- ACTIVITY
Copy every record exactly as it stands. Leave the pictures out.

- EXTRACTED MATERIAL
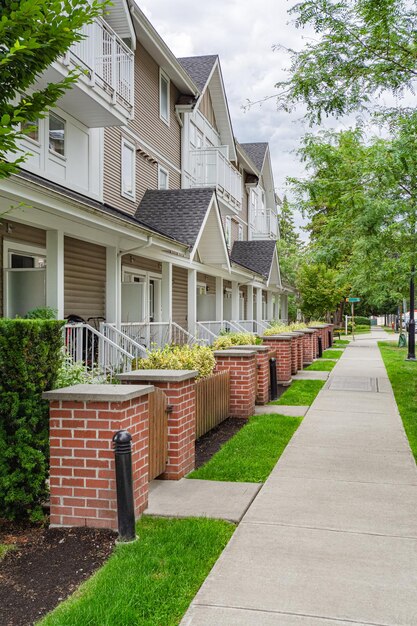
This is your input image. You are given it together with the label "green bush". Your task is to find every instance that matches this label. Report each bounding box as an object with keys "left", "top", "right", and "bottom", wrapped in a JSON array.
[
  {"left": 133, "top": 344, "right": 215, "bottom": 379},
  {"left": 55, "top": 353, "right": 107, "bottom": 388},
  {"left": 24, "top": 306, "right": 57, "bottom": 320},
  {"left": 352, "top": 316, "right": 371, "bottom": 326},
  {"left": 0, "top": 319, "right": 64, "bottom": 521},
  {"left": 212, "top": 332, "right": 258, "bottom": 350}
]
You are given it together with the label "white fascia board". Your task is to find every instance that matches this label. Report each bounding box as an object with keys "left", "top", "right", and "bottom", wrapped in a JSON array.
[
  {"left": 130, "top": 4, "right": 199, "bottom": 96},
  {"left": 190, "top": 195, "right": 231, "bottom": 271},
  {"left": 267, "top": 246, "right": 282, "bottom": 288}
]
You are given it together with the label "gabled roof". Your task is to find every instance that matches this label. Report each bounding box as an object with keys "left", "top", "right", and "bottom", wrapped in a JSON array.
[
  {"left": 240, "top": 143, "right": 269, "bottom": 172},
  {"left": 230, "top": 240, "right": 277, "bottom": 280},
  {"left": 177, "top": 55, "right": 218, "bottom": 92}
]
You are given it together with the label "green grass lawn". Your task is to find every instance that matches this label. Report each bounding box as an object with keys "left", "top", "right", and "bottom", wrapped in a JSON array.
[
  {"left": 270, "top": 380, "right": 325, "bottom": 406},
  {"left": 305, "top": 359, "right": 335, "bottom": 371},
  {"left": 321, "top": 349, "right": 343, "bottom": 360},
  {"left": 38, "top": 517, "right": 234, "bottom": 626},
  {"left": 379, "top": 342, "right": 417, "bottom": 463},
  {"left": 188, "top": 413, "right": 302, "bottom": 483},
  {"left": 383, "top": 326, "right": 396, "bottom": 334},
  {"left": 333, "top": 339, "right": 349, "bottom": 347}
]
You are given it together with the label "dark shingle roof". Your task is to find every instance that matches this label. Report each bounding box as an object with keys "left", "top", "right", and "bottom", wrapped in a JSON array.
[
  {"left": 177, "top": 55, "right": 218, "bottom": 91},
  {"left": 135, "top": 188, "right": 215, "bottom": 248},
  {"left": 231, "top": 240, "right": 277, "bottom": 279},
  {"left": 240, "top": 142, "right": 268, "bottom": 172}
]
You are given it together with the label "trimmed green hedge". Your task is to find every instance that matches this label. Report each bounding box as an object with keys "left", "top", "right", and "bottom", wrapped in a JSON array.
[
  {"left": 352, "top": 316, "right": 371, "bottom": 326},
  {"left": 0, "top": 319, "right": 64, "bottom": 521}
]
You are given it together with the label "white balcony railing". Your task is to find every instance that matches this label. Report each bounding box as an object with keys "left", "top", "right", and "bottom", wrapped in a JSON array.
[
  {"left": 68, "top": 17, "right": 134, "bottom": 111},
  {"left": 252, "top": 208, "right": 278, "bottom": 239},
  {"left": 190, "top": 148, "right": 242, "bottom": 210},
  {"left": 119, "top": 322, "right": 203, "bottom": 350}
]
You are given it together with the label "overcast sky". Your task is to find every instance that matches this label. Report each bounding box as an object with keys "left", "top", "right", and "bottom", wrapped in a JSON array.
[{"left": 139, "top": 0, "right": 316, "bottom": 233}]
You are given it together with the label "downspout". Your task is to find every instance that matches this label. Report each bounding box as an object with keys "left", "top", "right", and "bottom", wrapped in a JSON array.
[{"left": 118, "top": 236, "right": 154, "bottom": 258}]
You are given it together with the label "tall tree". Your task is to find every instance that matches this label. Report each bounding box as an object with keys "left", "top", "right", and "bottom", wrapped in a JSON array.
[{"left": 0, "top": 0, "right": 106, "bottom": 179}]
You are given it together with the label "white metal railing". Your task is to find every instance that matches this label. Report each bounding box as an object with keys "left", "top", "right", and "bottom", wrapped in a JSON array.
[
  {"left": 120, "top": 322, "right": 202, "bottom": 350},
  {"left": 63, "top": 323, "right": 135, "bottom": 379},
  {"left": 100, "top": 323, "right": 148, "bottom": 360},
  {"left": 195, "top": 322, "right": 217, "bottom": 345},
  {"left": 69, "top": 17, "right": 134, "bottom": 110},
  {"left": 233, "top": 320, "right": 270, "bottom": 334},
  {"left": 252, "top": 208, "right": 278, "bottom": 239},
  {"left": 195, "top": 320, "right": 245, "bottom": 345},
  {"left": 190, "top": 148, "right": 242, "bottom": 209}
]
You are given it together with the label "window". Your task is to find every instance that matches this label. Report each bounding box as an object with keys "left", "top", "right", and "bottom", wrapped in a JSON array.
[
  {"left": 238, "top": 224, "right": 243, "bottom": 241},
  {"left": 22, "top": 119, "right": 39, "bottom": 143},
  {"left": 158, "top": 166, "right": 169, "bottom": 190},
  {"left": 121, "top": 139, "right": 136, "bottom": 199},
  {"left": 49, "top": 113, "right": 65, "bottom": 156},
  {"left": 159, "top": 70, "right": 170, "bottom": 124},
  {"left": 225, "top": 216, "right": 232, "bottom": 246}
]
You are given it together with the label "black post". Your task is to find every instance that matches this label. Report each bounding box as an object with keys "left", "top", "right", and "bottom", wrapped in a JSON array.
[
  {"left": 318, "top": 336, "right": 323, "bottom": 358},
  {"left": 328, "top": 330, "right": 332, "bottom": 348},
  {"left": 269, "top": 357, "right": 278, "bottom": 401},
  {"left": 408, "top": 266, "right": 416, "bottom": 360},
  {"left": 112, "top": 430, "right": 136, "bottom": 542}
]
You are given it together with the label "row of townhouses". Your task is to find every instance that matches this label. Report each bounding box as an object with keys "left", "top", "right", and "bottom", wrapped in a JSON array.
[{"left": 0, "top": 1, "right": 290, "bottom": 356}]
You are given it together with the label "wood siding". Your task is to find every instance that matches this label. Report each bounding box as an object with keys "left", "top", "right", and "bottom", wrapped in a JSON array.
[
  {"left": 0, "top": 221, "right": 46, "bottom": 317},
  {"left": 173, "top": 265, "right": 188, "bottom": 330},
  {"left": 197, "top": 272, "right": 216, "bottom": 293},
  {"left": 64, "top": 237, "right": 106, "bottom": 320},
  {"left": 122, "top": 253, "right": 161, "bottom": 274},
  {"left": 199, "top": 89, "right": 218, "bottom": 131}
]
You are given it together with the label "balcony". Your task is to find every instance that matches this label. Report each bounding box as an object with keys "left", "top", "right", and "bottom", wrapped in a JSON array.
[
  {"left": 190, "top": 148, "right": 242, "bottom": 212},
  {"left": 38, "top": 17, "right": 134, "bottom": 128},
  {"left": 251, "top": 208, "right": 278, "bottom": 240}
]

- SOLVED EXERCISE
This is your input image. You are given it together with the label "green bush". Your task is to find every instance that matches this label. Report each bounding box as an object with keys "left", "top", "right", and "bottom", wrapped in a JSON array.
[
  {"left": 133, "top": 344, "right": 215, "bottom": 379},
  {"left": 55, "top": 353, "right": 107, "bottom": 388},
  {"left": 24, "top": 306, "right": 57, "bottom": 320},
  {"left": 352, "top": 316, "right": 371, "bottom": 326},
  {"left": 0, "top": 319, "right": 64, "bottom": 521},
  {"left": 212, "top": 332, "right": 258, "bottom": 350}
]
You are given it together with the label "white fascia board". Your task is to find every instance that matches this label. Report each bounding box as an object with keys "left", "top", "right", and "bottom", wrapped in a JSON array.
[
  {"left": 130, "top": 4, "right": 199, "bottom": 96},
  {"left": 190, "top": 195, "right": 231, "bottom": 271},
  {"left": 267, "top": 246, "right": 282, "bottom": 288}
]
You are given it together with the label "gabled roof". Your task is to find every instance that matches this label. Report each bounding box as an object with keys "left", "top", "right", and "bottom", wrapped in a JSON array.
[
  {"left": 240, "top": 143, "right": 269, "bottom": 172},
  {"left": 230, "top": 240, "right": 277, "bottom": 280},
  {"left": 177, "top": 55, "right": 218, "bottom": 92}
]
You are given it together with the label "green grass lawn". Your task is to find every instance that matches this label. Report each bounding box as an object with keys "left", "top", "right", and "bottom", wrapped in a JSON array.
[
  {"left": 270, "top": 380, "right": 325, "bottom": 406},
  {"left": 305, "top": 359, "right": 335, "bottom": 371},
  {"left": 321, "top": 349, "right": 343, "bottom": 360},
  {"left": 38, "top": 517, "right": 234, "bottom": 626},
  {"left": 379, "top": 342, "right": 417, "bottom": 463},
  {"left": 188, "top": 413, "right": 302, "bottom": 483},
  {"left": 383, "top": 326, "right": 396, "bottom": 334},
  {"left": 333, "top": 339, "right": 349, "bottom": 347}
]
You are given it together with the label "dark shingle roof". Your task is to find every instance that matches this label. Report each bounding box as an object with keys "left", "top", "right", and "bottom", wrapped in a JSON array.
[
  {"left": 177, "top": 55, "right": 218, "bottom": 91},
  {"left": 135, "top": 188, "right": 215, "bottom": 248},
  {"left": 231, "top": 240, "right": 277, "bottom": 279},
  {"left": 240, "top": 142, "right": 268, "bottom": 172}
]
You are given it together with the label "trimmed green hedge". Your task is to find every instance that matches this label. Report each bounding box as an object with keys "left", "top", "right", and "bottom", wrapped in a JSON array.
[
  {"left": 352, "top": 316, "right": 371, "bottom": 326},
  {"left": 0, "top": 319, "right": 64, "bottom": 521}
]
You are given it together with the label "white balcony railing". Your task is to find every instance that matches this label. Report each bounding box as an object with keys "left", "top", "right", and "bottom", wrapped in a JSON array.
[
  {"left": 68, "top": 17, "right": 134, "bottom": 111},
  {"left": 252, "top": 208, "right": 278, "bottom": 239},
  {"left": 190, "top": 148, "right": 242, "bottom": 210},
  {"left": 119, "top": 322, "right": 203, "bottom": 350}
]
You are given it together with the label "overcast sky". Your task is to find every instance that matches this label. Report each bounding box as an object with keys "left", "top", "right", and "bottom", wrapped in a JSON array.
[{"left": 139, "top": 0, "right": 316, "bottom": 233}]
You are given it together with the label "downspout". Your task is to find every instance that matches this label. Report each bounding box as an object with keys "left", "top", "right", and "bottom", wrapped in a JSON array.
[{"left": 118, "top": 236, "right": 154, "bottom": 258}]
You are given it together with the label "tall tree". Your task is to find every instance that matches this label. Report each bounding box as an object with keys "left", "top", "right", and "bottom", wrapped in a JSON array.
[{"left": 0, "top": 0, "right": 106, "bottom": 179}]
You are given it together with the label "white metal railing". Your task is to find every instance that matches this label. Report each bounding box as an object with keys "left", "top", "right", and "bottom", wrapped in a JSON array.
[
  {"left": 120, "top": 322, "right": 202, "bottom": 350},
  {"left": 63, "top": 323, "right": 135, "bottom": 379},
  {"left": 100, "top": 323, "right": 148, "bottom": 360},
  {"left": 195, "top": 322, "right": 217, "bottom": 345},
  {"left": 69, "top": 17, "right": 134, "bottom": 110},
  {"left": 233, "top": 320, "right": 270, "bottom": 334},
  {"left": 252, "top": 208, "right": 278, "bottom": 239},
  {"left": 195, "top": 320, "right": 245, "bottom": 345},
  {"left": 190, "top": 148, "right": 242, "bottom": 209}
]
You are given it together with the label "window". Your task is to find every instance that matches this label. Report each bounding box as an object with keys "left", "top", "right", and "bottom", wrapped in a JSON array.
[
  {"left": 238, "top": 224, "right": 243, "bottom": 241},
  {"left": 22, "top": 119, "right": 39, "bottom": 143},
  {"left": 158, "top": 166, "right": 169, "bottom": 190},
  {"left": 121, "top": 139, "right": 136, "bottom": 199},
  {"left": 49, "top": 113, "right": 65, "bottom": 156},
  {"left": 159, "top": 70, "right": 170, "bottom": 124},
  {"left": 225, "top": 216, "right": 232, "bottom": 246}
]
You are given it together with the label "black post". Your task is to find every instance that matches this label. Report each bounding box as an object with keys "left", "top", "right", and "bottom", wrapped in a JSON array.
[
  {"left": 318, "top": 336, "right": 323, "bottom": 358},
  {"left": 328, "top": 330, "right": 332, "bottom": 348},
  {"left": 269, "top": 357, "right": 278, "bottom": 401},
  {"left": 408, "top": 266, "right": 416, "bottom": 360},
  {"left": 112, "top": 430, "right": 136, "bottom": 542}
]
You are given it together with the label "row of townhouses". Your task is to find every instance that matches this label. Report each bounding box as an object with keys "left", "top", "right", and "bottom", wrapped in a JSON array.
[{"left": 0, "top": 1, "right": 290, "bottom": 356}]
You are given it together with the label "wood siding". Your task is to find every instance that matches this label. Report each bounding box as an object with keys "left", "top", "right", and "bottom", wrapped in a JSON array.
[
  {"left": 0, "top": 221, "right": 46, "bottom": 317},
  {"left": 173, "top": 265, "right": 188, "bottom": 330},
  {"left": 197, "top": 272, "right": 216, "bottom": 293},
  {"left": 64, "top": 237, "right": 106, "bottom": 320},
  {"left": 122, "top": 253, "right": 161, "bottom": 274},
  {"left": 199, "top": 89, "right": 218, "bottom": 131}
]
You are given it together with the label "balcony". Your task is to find every instance that matches this label. Report each bounding box as an object with keys "left", "top", "right", and "bottom", wrapped in a JSON array.
[
  {"left": 190, "top": 148, "right": 242, "bottom": 212},
  {"left": 38, "top": 17, "right": 134, "bottom": 128},
  {"left": 251, "top": 208, "right": 278, "bottom": 240}
]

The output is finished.